Short task: Return the rows below without changes, starting at the line that contains "Give bounding boxes for shirt sleeve" and ending at the line that contains "[150,0,279,193]", both included.

Start of Excerpted records

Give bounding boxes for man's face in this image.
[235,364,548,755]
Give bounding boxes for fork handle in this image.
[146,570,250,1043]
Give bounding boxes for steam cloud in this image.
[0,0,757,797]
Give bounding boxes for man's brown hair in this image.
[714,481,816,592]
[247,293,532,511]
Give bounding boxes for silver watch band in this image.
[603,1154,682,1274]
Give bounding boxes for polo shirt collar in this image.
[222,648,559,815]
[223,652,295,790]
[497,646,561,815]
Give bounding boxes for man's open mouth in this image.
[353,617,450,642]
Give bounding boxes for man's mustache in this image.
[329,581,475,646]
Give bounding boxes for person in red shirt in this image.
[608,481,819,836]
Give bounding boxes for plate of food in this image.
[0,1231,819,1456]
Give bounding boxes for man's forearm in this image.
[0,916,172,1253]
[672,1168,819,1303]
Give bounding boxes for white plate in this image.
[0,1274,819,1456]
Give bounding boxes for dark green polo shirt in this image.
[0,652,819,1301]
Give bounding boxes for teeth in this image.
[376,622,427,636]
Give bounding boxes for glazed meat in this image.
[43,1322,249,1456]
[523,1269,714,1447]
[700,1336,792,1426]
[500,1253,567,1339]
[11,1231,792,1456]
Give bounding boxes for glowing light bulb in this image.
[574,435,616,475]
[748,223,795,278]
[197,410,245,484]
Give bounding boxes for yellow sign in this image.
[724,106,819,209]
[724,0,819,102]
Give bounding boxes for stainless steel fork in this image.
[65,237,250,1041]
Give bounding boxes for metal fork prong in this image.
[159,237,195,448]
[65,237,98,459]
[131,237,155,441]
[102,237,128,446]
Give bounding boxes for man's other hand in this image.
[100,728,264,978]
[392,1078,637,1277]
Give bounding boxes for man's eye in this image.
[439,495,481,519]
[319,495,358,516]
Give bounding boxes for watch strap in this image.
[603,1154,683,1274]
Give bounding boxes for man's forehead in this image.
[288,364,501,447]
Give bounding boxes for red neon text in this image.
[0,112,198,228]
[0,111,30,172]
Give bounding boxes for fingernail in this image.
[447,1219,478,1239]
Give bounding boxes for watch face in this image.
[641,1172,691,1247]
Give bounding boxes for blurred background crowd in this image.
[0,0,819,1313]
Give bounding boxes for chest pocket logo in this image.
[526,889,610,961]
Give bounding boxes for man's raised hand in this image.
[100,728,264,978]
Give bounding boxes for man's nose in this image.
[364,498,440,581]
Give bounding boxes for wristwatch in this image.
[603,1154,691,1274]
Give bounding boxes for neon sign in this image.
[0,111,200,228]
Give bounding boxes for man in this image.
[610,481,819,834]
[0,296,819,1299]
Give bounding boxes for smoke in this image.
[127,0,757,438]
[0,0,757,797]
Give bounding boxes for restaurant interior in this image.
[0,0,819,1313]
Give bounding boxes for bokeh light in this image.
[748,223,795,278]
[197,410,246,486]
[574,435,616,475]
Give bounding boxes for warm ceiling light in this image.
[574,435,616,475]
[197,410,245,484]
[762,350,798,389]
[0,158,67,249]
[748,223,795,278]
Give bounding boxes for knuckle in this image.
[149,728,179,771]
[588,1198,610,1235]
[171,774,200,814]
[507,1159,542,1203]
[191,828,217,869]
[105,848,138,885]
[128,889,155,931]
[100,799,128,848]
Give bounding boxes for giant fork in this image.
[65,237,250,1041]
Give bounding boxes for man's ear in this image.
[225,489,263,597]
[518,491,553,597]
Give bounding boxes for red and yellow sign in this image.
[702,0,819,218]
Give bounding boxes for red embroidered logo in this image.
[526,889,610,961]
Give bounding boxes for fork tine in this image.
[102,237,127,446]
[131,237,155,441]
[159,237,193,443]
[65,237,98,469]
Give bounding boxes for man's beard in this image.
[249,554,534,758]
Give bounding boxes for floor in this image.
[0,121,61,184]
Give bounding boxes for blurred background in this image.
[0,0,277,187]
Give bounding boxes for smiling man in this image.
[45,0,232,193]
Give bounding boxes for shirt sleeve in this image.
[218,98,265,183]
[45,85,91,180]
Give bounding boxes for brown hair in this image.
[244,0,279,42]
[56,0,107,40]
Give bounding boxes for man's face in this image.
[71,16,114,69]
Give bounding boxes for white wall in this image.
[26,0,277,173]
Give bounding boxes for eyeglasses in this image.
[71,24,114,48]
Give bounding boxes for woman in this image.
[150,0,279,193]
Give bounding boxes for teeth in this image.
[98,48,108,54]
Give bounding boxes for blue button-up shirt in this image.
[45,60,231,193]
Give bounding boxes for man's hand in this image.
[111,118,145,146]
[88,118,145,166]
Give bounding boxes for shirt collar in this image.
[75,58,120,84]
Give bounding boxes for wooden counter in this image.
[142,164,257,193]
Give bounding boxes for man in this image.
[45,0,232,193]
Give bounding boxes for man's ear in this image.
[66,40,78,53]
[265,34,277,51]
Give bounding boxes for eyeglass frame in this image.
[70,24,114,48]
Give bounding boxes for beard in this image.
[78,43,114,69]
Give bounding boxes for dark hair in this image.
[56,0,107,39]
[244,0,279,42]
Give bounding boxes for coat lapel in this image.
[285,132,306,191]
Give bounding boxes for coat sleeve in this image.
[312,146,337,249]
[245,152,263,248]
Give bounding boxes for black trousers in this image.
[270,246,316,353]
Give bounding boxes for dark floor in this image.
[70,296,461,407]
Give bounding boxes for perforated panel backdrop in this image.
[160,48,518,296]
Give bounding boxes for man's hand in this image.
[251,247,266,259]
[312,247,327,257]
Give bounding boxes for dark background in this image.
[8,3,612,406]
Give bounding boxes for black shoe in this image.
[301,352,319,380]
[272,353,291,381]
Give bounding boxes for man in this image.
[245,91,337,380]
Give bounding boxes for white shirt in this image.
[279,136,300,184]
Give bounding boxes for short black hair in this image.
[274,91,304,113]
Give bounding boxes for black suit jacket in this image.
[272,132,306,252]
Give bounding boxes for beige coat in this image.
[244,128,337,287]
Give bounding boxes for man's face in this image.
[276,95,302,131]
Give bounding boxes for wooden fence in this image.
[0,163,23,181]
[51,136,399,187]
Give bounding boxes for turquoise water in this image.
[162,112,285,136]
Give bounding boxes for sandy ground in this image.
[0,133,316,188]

End of Excerpted records

Completed task:
Give bounding boxes for shirt sleeve in this image.
[218,98,265,183]
[45,85,91,180]
Give bounding boxes for brown hair in this image.
[244,0,279,42]
[56,0,107,40]
Give bounding boxes for man's face in this image.
[71,16,114,69]
Give bounding boxes for white wall in this image.
[26,0,277,173]
Give bounding boxes for eyeglasses in this image.
[71,24,114,48]
Give bounding boxes for woman in this image.
[150,0,279,193]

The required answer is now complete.